* _Quoted text_
* start *
- 1980 cover

Single by Christopher Cross

from the album Christopher Cross
- B-side: "Minstrel Gigolo"
- Released: January 30, 1980
- Recorded: 1979
- Genre: Soft rock;
- Length: 4:32 (album version); 3:56 (single version);
- Label: Warner Bros.
- Songwriter: Christopher Cross
- Producer: Michael Omartian

Christopher Cross singles chronology
|  | "Ride Like the Wind" (1980) | "Sailing" (1980) |

= Ride Like the Wind =

1980 single by Christopher Cross

"Ride Like the Wind" is the debut single by American singer-songwriter Christopher Cross. It was released by Warner Records in January 1980 as the lead single from his Grammy-winning 1979 debut album Christopher Cross. The song reached number 2 on the US Billboard pop chart for four consecutive weeks, behind "Call Me" by Blondie. On the album's inner sleeve, Christopher Cross dedicated this song to Lowell George of the band Little Feat who had died in 1979. It features backing vocals by Michael McDonald and a guitar solo by Cross.
* end *
* _Provided material_
* start *
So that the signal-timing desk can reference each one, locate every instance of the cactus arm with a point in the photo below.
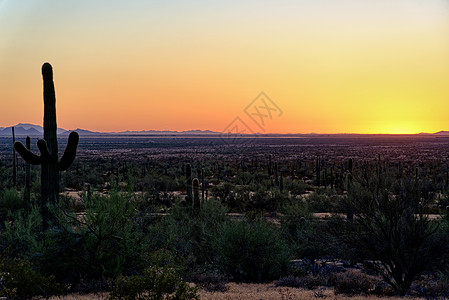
* end *
* _Aim 1_
Copy everything in the "Ride Like the Wind" text from "- 1980 cover" down to "Label: Warner Bros.", word for word.
* _Aim 2_
Using the "Ride Like the Wind" text, answer these:
(a) Who produced the single?
(b) Which song held the top spot while this one sat at number 2 on the Billboard pop chart?
(c) Who sang backing vocals on it?
* _Aim 3_
Continue the "Ride Like the Wind" text from its last sentence.

* _Exercise answer 1_
- 1980 cover

Single by Christopher Cross

from the album Christopher Cross
- B-side: "Minstrel Gigolo"
- Released: January 30, 1980
- Recorded: 1979
- Genre: Soft rock;
- Length: 4:32 (album version); 3:56 (single version);
- Label: Warner Bros.

* _Exercise answer 2_
(a) Michael Omartian
(b) "Call Me" by Blondie
(c) Michael McDonald

* _Exercise answer 3_
==History==
===Recording===
"Ride Like the Wind" was the first song recorded for Cross's debut album and was tracked by Cross's band of Tommy Taylor on drums, Andy Salmon on bass, and Rob Meurer on synthesizers. After the first day of recording, Cross's producer Michael Omartian noticed that the band had struggled to become accustomed to the studio. "They were great musicians, but a little nervous". During these recording sessions, someone recommended that Taylor play a four on the floor beat so that the kick drum was playing on every beat. Omartian commented that this drum pattern "made the thing hop from the beginning." After two to three days of tracking, the band introduced a satisfactory take. Cross had originally wanted a session guitarist to play the solo, but Omartian insisted that Cross play it himself.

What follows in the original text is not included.